*Document extract:*
____
Most developers are either cowboys or suits. Andrew Joblon is somewhere in between, like a pair of Gucci cowboy boots.
Since founding Turnbridge Equities in 2015, Joblon has amassed a $2 billion-plus portfolio through a mix of chutzpah and calculation that brings to mind both the mavericks who built our modern skylines and the financial wonks who increasingly control them.
His company defies pigeonholing, too. As Turnbridge has grown, it has remained asset class-agnostic, building logistics centers, hotels, offices, multifamily and retail with equal zeal. Joblon and his partner, Ryan Nelson, cut their teeth at old-guard New York real estate firms but are taking distinctly modern approaches to structuring deals.
Joblon, who tends to oversee the business’ sexier projects, hails from Dartmouth, Massachusetts, a town of 34,000. Not that he stays low-key anymore — his dog has 20,000 Instagram followers. Nelson, who brings an industrial bent to the firm, grew up on a cattle and hog farm in Nebraska. Getting dirty isn’t an issue for a man who has literally castrated pigs.
The two met just before the Great Recession, when Joblon was working for New York real estate dynasty Fisher Brothers and Nelson for Sherwood Equities, a firm that had amassed a major portfolio in what is today known as Hudson Yards. As transplants working for storied New York firms, they began a business courtship, learning the rhythms of dealmaking in a turbulent city at one of its most turbulent moments.
By 2014, Joblon was hungry for bigger game, but opportunities were limited at a family-owned shop.
“Ultimately, I wasn’t a Fisher,” he said. “It was time to move on and forge my own path.”
Solopreneur
Joblon founded Turnbridge and headed to South Florida. Nelson, whose wife was pregnant, wasn’t yet ready to take the leap, and instead left Sherwood to work industrial deals with MRP Realty.
Joblon wears his long, dark hair swept back down to the base of his neck, with light stubble and a year-round tan. He enunciates with a slight lilt, somewhere between a New England accent — he graduated from blue-blood prep school Tabor Academy — and surfer-chill. On Instagram, his 200,000 followers mainly see pictures of his wife, the Australian actress Claire Holt, and their children. He favors trucker hats and logoless T-shirts, though on the occasions he puts on a suit, he looks like he could be cast opposite her.
In the early years, Joblon had to source high-net-worth backers for every single deal. Many chase charisma, but he had it in spades. That came in handy when convincing wealthy people he could make them wealthier.
The firm’s first deal was characteristically complex: With a high-net-worth backer he found through his brother, Joblon vacated 17 retail tenants and secured zoning incentives for an entire city block in Miami Beach. He later sold the parcel at Sixth and Washington to former Vornado CEO Michael Fascitelli and Eric Birnbaum, who along with David Grutman built the Goodtime Hotel on it.
“For the first few months, I couldn’t make a decision without calling the 10 smartest people I knew to ask them if I was making the right decision,” Joblon said of his lone-wolf status. “When you’re at a place like Fisher Brothers, they have so much infrastructure around you. I was pretty surprised at the holes in my knowledge.”
____
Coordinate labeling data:
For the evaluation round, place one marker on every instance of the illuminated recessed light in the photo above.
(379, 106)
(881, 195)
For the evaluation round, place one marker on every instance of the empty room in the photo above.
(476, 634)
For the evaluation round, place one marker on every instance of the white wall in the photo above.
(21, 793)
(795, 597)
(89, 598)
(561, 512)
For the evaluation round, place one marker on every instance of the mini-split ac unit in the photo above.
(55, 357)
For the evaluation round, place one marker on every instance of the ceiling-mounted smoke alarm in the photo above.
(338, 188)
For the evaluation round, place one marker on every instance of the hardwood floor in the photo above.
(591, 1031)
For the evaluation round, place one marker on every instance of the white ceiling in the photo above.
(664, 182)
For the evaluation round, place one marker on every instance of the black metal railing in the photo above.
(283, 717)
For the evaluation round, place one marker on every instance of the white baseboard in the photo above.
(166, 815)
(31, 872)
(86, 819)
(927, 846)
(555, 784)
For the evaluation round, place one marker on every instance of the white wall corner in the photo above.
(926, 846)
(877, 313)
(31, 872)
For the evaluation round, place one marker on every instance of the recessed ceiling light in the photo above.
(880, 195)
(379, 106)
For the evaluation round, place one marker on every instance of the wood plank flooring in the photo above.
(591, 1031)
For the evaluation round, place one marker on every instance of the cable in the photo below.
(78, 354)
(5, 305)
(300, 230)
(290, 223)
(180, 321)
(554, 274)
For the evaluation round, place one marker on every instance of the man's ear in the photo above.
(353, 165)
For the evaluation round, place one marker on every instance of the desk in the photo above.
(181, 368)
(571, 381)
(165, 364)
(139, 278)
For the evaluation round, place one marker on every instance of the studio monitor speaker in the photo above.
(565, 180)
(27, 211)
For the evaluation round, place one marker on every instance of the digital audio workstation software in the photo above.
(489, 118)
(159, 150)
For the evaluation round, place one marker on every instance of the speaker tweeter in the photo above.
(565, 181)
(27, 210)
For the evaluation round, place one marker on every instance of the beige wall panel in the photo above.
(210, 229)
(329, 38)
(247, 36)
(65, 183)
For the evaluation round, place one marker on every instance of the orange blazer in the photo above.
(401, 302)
____
*To do:*
a. According to the Turnbridge profile, where did Ryan Nelson grow up?
b. Retype the Turnbridge profile from "The firm’s first" to "Hotel on it.".

*Set of answers:*
a. On a cattle and hog farm in Nebraska.

b.
The firm’s first deal was characteristically complex: With a high-net-worth backer he found through his brother, Joblon vacated 17 retail tenants and secured zoning incentives for an entire city block in Miami Beach. He later sold the parcel at Sixth and Washington to former Vornado CEO Michael Fascitelli and Eric Birnbaum, who along with David Grutman built the Goodtime Hotel on it.